▶ [Task to carry out]: Write the next part of the article below on 2013 tax changes for high earners. Begin right after its final line.

[[ Source text open ]]

While taxes are certain in life, there is no guarantee that the rules that apply to these taxes will remain the same each year. In fact, 2013 saw a number of IRS changes that will affect many taxpayers, especially those in the upper tax brackets.
Here’s what you need to know this tax season, which opens January 31st:
If your income is above $200,000 (or $250,000 as a married couple filing jointly)…
* All or part of your net investment income may be subject to an additional 3.8% Medicare tax.
* If your income is a combination of salary and self-employment income, you will be responsible for an additional 0.9% Medicare tax (on top of the original 2.9%).
If your income is above $250,000 (or $300,000 as a married couple filing jointly or $275,000 for head of household)…
* Some personal and dependent exemptions might be cut down or eliminated.
* You may lose a portion (up to 3% of your AGI) of your write-offs for various deductions, such as home-mortgage interest, property taxes, charitable donations, and investment expenses.
If your income is above $400,000 (or $450,000 as a married couple filing jointly or $425,000 as head of household)….
* Your federal income tax rate will climb from 35% to 39.6%.

[[ Source text closed ]]
[[ Dataset open ]]

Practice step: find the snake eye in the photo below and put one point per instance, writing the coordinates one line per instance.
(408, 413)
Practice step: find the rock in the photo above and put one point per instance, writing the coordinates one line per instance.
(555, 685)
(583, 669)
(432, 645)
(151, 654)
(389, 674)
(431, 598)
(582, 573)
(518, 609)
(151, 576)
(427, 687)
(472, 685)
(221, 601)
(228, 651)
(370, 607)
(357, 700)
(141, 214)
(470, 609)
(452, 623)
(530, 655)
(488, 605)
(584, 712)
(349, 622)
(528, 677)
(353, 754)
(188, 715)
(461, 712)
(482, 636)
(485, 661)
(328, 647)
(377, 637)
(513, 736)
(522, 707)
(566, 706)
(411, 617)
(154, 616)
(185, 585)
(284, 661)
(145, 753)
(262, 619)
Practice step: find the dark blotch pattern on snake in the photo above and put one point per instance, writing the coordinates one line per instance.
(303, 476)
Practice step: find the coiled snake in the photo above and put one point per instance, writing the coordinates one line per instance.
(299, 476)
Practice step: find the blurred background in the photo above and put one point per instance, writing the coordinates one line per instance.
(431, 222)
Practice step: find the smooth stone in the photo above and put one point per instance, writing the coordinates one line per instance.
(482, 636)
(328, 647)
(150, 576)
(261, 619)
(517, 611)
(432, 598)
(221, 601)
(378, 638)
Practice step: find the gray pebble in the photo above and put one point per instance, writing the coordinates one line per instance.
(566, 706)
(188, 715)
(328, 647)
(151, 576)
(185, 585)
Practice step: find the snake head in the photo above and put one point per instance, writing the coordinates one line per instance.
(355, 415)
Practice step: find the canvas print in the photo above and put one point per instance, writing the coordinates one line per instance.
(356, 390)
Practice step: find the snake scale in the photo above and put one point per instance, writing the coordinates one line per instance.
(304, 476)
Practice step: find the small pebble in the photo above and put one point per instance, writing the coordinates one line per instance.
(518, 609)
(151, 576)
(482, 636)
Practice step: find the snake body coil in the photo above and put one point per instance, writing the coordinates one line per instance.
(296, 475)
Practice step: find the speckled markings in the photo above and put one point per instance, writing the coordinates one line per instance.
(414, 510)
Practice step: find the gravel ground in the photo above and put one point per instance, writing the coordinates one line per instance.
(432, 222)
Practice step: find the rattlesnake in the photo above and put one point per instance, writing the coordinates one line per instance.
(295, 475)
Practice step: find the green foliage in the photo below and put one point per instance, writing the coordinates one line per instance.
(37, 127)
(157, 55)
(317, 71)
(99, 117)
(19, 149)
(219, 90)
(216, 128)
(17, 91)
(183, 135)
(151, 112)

[[ Dataset closed ]]

▶ [Task result]:
* Your income tax rates on long-term capital gains and dividends will rise from 15% to 20%.
If your individual taxable income is below $36,250 (or below $72,500 as a married couple filing jointly or below $48,600 as head of household)…
* You will pay 0% on long-term gains and dividends.
If you plan on claiming itemized deductions for personal or dependent medical expenses…
* Your expenses must have exceeded 10% of your income (previously this threshold was 7.5%). However, if you are 65 or older, this higher rate won’t take effect until the 2017 tax year.
If you are a married same-sex couple….
* You must file your federal return either as a married couple or as married-filing-separately.
Check the IRS website for a complete rundown of all tax rules this year. And happy filing!